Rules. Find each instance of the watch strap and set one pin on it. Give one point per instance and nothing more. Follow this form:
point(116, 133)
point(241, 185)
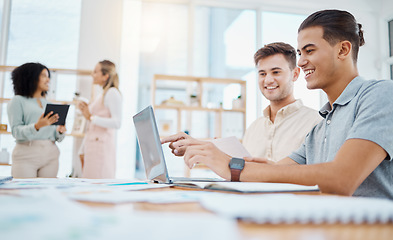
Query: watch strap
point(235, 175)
::::::::
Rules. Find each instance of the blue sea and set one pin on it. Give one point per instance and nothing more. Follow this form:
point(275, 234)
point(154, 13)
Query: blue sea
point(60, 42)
::::::::
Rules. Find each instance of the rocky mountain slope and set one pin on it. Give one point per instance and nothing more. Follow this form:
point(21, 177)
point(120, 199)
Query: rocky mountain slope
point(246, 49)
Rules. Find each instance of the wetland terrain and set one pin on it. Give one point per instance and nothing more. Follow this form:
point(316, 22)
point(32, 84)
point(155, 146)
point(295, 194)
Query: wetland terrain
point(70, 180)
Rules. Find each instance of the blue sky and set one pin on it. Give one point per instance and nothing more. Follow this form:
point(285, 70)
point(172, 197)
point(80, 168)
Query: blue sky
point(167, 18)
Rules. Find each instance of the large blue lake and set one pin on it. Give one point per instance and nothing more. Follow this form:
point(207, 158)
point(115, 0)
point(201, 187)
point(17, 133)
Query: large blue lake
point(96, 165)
::::::::
[Given exercise] Reproduce the listing from the line containing "Rules. Find each instance of the large" to the line containing "point(96, 165)", swapping "large blue lake" for "small green pond" wherever it occurs and leaving everything else unchanged.

[Answer to the task]
Rules. Find each instance of the small green pond and set one pin on it. Give one point per instance and nothing more. Follow this form:
point(207, 158)
point(115, 0)
point(201, 187)
point(17, 133)
Query: small green pond
point(96, 165)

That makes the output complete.